[Passage]
The Supreme Court restored the order of the District Forum, directing the insurer to pay the balance amount to the appellants along with costs of ₹50,000.

Development of Law

The ratio decidendi of this case is that an insurer has a duty to disclose any changes in the terms of a policy at the time of renewal, especially if those changes limit the coverage. This judgment reinforces the principle of uberrima fides in insurance contracts and clarifies the obligations of insurers towards their policyholders. It also underscores that a renewed policy is generally a continuation of the old one unless the changes are clearly communicated. This case changes the previous position of law by holding that an insurer has a duty to inform the insured about the changes in the policy terms at the time of renewal.

Conclusion

The Supreme Court’s judgment in Jacob Punnen & Anr. vs. United India Insurance Co. Ltd. is a significant ruling that emphasizes the importance of transparency and good faith in insurance contracts. The Court held that insurers must inform policyholders about changes in policy terms during renewal, and failure to do so constitutes a deficiency in service. This decision protects the rights of policyholders, particularly senior citizens, and ensures that they are not unfairly disadvantaged by hidden limitations in their insurance coverage.

Category

Parent Category: Consumer Protection Law

Child Category: Deficiency in Service

Parent Category: Insurance Law

Child Category: Duty of Disclosure

Parent Category: Insurance Law

Child Category: Renewal of Policy

Parent Category: Contract Act, 1872

Child Category: Section 22, Contract Act, 1872

Parent Category: Consumer Protection Act, 1986

Child Category: Section 2(g), Consumer Protection Act, 1986

Parent Category: Consumer Protection Act, 1986

Child Category: Section 2(r), Consumer Protection Act, 1986

Parent Category: Insurance Act, 1938

Child Category: Section 2(6C), Insurance Act, 1938

FAQ

Q: What does this judgment mean for insurance policyholders?

[Material shown]
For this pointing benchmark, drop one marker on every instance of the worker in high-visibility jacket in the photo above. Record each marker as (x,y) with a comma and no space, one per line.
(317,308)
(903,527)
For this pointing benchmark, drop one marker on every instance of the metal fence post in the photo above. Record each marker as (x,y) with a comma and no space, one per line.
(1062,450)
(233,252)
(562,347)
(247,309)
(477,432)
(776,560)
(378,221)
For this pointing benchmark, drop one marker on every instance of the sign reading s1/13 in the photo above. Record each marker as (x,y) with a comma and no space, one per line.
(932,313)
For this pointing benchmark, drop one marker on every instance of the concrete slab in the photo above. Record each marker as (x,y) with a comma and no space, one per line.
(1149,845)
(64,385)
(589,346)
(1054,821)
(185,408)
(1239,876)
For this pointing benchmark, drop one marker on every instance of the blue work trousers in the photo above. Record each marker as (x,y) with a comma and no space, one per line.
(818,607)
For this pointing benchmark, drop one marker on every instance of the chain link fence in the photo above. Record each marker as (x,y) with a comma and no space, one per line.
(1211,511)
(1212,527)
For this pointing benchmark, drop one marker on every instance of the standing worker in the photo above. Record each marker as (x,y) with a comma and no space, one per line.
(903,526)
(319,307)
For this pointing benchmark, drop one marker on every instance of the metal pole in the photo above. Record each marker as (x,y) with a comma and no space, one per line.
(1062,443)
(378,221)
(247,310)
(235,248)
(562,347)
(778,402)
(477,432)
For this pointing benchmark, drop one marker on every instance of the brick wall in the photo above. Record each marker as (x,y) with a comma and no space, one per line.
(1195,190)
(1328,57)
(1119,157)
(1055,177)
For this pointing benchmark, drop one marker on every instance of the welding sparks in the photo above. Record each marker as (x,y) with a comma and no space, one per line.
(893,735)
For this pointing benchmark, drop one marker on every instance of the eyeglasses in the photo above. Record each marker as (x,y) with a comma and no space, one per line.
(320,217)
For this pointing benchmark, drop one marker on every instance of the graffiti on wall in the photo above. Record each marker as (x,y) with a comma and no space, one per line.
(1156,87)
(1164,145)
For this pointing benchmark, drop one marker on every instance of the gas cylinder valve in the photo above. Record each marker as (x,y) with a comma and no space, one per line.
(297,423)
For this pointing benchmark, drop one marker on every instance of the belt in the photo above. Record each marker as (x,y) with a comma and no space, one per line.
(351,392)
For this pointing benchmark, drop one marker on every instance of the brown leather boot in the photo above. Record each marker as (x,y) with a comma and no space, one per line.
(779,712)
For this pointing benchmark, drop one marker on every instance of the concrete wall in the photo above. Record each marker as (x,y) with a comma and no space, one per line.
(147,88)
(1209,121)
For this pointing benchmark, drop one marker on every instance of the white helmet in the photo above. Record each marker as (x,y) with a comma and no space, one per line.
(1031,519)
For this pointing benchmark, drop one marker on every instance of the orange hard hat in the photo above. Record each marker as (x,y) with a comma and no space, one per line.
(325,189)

[What you will do]
a: Quote the stretch from "Development of Law" through "time of renewal." in the summary of the insurance renewal judgment.
b: Continue the summary of the insurance renewal judgment from its final line onward.

[Results of the tasks]
a:
Development of Law

The ratio decidendi of this case is that an insurer has a duty to disclose any changes in the terms of a policy at the time of renewal, especially if those changes limit the coverage. This judgment reinforces the principle of uberrima fides in insurance contracts and clarifies the obligations of insurers towards their policyholders. It also underscores that a renewed policy is generally a continuation of the old one unless the changes are clearly communicated. This case changes the previous position of law by holding that an insurer has a duty to inform the insured about the changes in the policy terms at the time of renewal.

b:
A: This judgment means that insurance companies must clearly inform policyholders about any changes in their policy terms when they renew their policies. If there are changes that limit coverage, the insurer must make this clear to the policyholder.

Q: What is the principle of uberrima fides?

A: Uberrima fides is a legal principle that requires both parties in an insurance contract (the insurer and the insured) to act with utmost good faith, honesty, and transparency. This means that both parties must disclose all relevant information to the other.

Q: Can an insurance company change the terms of my policy during renewal?

A: Yes, an insurance company can change the terms of your policy during renewal, but they must inform you about these changes. If they do not, and the changes limit your coverage, it could be considered a deficiency in service.

Q: What should I do if my insurance company changes the terms of my policy without informing me?

A: If your insurance company changes the terms of your policy without informing you, you can file a complaint with the consumer court or the Insurance Regulatory and Development Authority of India (IRDAI). You should also review your policy documents carefully and seek legal advice if necessary.

Q: Does this judgment apply to all types of insurance policies?

A: While this judgment specifically deals with a medical insurance policy, the principles of transparency and good faith apply to all types of insurance policies. Insurers have a duty to inform policyholders about any material changes in policy terms.